DOCUMENT:
>>>>

# Backup Method for TiVo ISO



## khodo (Mar 1, 2005)

I would like to make a backup ISO for my TiVo so I can keep the old drive handy when upgrading to a newer, higher storage drive. I just want to confirm the steps I should take. I am thinking:

One: I should do step one from Hinsdale. Thusly backing up the drive to my c:/TivoImage or something similar.

Two: Hook up the new drive and do Hinsdale step three.

-OR-

One: Do step one as above.

Two: Restore image via Restore steps on Hinsdale.

My question is thusly: are there any preferred methods so that I know I will have a clean ISO in case I need to restore the OS?

Any opinions would be greatly appreciated.

Thanks,
K


----------



## HomeUser (Jan 12, 2003)

First Hinsdale is outdated. Use either the WeaKnees Interactive or the new MFSLive ICG.

IMHO
I would make the Stand Alone backup to a FAT or FAT32 partitioned hard drive. If your PC dirve is not FATxx then format your new larger replacement drive with Windows (make it a small FAT partition 1G is more than will be needed) use it for transfer of the backup image to the Windows HD and possibly burn to CD. *NOTE: Before booting windows remove the original TiVo drive*.

*DON'T SKIP THIS STEP* Verify the backup image by restoring form the disk (You can mount NTFS read only with both of the above CD's) to your new drive then test the drive in the TiVo.

If you want to keep recordings use the "pipped" backup restore method from the original TiVo hard drive to the new drive formatting is not necessary restore takes care of that.

Store the original drive someplace safe JIC.

What model of TiVo do you have?


----------

<<<<

EXERCISE REQUIREMENTS:
1. In the TiVo backup thread, rewrite the paragraph beginning "IMHO I would make the Stand Alone backup" as a short list that keeps its main facts.
2. Reproduce word for word the stretch of the TiVo backup thread from "If you want" through "someplace safe JIC.".

DATA LISTING:
>>>>

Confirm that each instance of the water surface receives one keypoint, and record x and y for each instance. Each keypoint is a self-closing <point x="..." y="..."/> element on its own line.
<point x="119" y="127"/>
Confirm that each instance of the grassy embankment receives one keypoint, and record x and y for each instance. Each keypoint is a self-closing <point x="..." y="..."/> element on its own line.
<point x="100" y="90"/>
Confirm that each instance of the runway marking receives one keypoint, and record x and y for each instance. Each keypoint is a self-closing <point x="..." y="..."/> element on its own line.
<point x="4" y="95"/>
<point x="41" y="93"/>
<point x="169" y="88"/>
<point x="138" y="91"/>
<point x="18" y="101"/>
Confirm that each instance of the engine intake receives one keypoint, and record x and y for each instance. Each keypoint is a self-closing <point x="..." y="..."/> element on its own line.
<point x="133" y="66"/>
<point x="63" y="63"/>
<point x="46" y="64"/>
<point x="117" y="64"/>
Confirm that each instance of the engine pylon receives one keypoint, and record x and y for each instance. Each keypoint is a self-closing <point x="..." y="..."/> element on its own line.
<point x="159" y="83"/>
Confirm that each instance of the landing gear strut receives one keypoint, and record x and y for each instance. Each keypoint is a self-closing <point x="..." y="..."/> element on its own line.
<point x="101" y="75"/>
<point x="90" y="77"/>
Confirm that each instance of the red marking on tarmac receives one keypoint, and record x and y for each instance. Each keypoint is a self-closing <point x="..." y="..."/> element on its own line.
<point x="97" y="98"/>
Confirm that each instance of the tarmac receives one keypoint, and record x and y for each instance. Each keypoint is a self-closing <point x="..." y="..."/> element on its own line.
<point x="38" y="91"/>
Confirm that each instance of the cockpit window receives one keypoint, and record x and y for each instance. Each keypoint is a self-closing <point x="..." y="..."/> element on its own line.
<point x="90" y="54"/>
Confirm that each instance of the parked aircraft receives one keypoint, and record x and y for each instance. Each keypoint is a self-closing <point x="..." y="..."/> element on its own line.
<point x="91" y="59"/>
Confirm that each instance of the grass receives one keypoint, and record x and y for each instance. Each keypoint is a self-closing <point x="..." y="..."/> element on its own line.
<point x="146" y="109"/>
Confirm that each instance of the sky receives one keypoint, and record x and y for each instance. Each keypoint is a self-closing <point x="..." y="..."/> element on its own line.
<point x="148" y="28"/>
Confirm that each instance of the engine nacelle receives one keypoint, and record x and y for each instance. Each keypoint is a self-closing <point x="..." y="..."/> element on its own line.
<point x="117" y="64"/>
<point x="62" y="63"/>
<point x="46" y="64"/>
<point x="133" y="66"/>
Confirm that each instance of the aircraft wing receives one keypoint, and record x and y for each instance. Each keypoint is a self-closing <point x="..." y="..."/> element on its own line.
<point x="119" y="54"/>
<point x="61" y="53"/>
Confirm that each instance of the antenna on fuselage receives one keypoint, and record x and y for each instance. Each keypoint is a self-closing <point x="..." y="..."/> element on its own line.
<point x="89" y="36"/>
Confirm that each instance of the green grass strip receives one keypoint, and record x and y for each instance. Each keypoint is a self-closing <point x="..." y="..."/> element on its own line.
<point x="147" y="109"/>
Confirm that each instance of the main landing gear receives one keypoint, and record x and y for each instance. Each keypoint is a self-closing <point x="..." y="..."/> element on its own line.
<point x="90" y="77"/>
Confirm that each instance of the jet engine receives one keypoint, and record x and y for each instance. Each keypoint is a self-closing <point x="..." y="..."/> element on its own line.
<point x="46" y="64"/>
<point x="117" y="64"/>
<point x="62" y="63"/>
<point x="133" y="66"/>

<<<<

TASK-BY-TASK SOLUTIONS:
1.
- Make the Stand Alone backup to a hard drive with a FAT or FAT32 partition.
- If the PC drive isn't FAT, use Windows to format the new, larger replacement drive with a small FAT partition (1G is more than enough).
- Use that drive to move the backup image to the Windows hard drive, and possibly burn it to CD.
- Remove the original TiVo drive before booting Windows.

2.
If you want to keep recordings use the "pipped" backup restore method from the original TiVo hard drive to the new drive formatting is not necessary restore takes care of that.

Store the original drive someplace safe JIC.